Retype the full set of records. Keep every character identical.
-.-.-
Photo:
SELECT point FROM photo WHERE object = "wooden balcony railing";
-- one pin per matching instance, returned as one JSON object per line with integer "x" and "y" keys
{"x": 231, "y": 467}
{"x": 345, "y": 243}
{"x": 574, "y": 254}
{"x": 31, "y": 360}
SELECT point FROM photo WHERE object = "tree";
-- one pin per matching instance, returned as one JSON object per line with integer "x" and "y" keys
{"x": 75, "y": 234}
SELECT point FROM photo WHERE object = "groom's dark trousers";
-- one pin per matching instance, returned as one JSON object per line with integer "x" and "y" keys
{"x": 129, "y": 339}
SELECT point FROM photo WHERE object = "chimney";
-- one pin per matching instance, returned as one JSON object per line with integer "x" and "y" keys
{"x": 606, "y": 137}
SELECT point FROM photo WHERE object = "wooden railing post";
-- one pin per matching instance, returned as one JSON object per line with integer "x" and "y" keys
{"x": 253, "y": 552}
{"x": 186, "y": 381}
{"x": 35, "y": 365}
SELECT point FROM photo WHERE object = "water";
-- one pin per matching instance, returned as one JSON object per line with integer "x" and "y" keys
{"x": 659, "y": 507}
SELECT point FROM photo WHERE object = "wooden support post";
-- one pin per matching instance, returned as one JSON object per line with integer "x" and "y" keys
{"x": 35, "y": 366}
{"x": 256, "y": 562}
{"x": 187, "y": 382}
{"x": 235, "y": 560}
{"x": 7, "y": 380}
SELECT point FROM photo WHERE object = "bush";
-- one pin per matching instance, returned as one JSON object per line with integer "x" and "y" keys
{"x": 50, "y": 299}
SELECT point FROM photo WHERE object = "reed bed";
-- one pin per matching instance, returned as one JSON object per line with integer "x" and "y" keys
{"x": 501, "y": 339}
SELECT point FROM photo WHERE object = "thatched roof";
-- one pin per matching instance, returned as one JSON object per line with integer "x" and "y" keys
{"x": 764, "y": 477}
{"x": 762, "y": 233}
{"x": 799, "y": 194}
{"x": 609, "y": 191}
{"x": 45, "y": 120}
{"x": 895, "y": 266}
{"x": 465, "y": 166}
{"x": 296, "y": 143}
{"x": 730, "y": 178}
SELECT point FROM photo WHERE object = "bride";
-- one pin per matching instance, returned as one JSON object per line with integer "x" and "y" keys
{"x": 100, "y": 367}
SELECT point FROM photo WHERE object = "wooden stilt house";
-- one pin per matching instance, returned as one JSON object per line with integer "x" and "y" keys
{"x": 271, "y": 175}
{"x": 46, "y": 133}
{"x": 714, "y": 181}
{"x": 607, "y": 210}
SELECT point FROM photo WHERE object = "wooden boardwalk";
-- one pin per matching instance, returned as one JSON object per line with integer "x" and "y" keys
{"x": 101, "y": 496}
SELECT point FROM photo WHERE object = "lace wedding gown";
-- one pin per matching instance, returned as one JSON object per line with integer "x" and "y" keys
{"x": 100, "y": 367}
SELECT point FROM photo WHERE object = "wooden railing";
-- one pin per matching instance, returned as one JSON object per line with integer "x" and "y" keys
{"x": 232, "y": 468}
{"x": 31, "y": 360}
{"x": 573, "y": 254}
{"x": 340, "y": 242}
-.-.-
**Exercise result:**
Photo:
SELECT point FROM photo WHERE object = "wooden balcony railing";
-- one pin per matching instance, returned as one JSON object per line with integer "x" and "y" keys
{"x": 231, "y": 467}
{"x": 345, "y": 243}
{"x": 574, "y": 254}
{"x": 31, "y": 360}
SELECT point FROM photo WHERE object = "tree";
-- one pin per matching instance, returned as one JSON object per line with integer "x" and "y" keys
{"x": 75, "y": 234}
SELECT point FROM photo WHERE object = "groom's dark trousers";
-- one pin per matching instance, returned as one JSON object per line with integer "x" and "y" keys
{"x": 129, "y": 339}
SELECT point FROM photo WHERE object = "chimney";
-- one pin per matching instance, returned as one JSON object per line with integer "x" and "y" keys
{"x": 606, "y": 137}
SELECT point FROM photo WHERE object = "wooden railing post";
-- one pin per matching instance, returned as one JSON object per line with integer "x" and "y" keys
{"x": 253, "y": 552}
{"x": 186, "y": 381}
{"x": 35, "y": 365}
SELECT point FROM photo WHERE object = "water";
-- one pin per matching instance, returned as one JSON object per line with integer "x" and "y" keys
{"x": 659, "y": 507}
SELECT point FROM photo WHERE object = "wooden support post";
-- one pin per matching instance, returned as one JSON object per line with integer "x" and "y" keys
{"x": 35, "y": 366}
{"x": 256, "y": 562}
{"x": 187, "y": 382}
{"x": 235, "y": 560}
{"x": 7, "y": 380}
SELECT point FROM photo WHERE object = "bush";
-- one pin per matching instance, returned as one JSON object per line with integer "x" and "y" keys
{"x": 50, "y": 299}
SELECT point FROM photo WHERE object = "reed bed";
-- one pin per matching instance, returned as one JSON object per line with integer "x" and "y" keys
{"x": 501, "y": 339}
SELECT point FROM photo WHERE object = "thatched roof";
-- one pin per matching instance, returned as one JSON object per line with integer "x" and "y" keys
{"x": 764, "y": 477}
{"x": 762, "y": 233}
{"x": 799, "y": 194}
{"x": 609, "y": 191}
{"x": 45, "y": 120}
{"x": 895, "y": 266}
{"x": 465, "y": 166}
{"x": 296, "y": 143}
{"x": 730, "y": 178}
SELECT point FROM photo WHERE object = "bride";
-- one pin per matching instance, returned as one JSON object per line with integer "x" and "y" keys
{"x": 100, "y": 367}
SELECT point FROM photo WHERE object = "wooden stilt house";
-- one pin per matching instance, returned as one JSON object per line with integer "x" and "y" keys
{"x": 271, "y": 175}
{"x": 46, "y": 133}
{"x": 714, "y": 181}
{"x": 607, "y": 210}
SELECT point FROM photo WHERE object = "wooden boardwalk";
-- one pin per matching instance, returned as one JSON object per line with integer "x" and "y" keys
{"x": 101, "y": 496}
SELECT point FROM photo WHERE object = "lace wedding gown";
-- one pin per matching instance, returned as one JSON object per line with integer "x" and "y" keys
{"x": 100, "y": 367}
SELECT point FROM photo WHERE object = "wooden railing";
-- one pin per matching instance, returned as one JSON object per line with integer "x" and "y" keys
{"x": 232, "y": 468}
{"x": 31, "y": 360}
{"x": 573, "y": 254}
{"x": 340, "y": 242}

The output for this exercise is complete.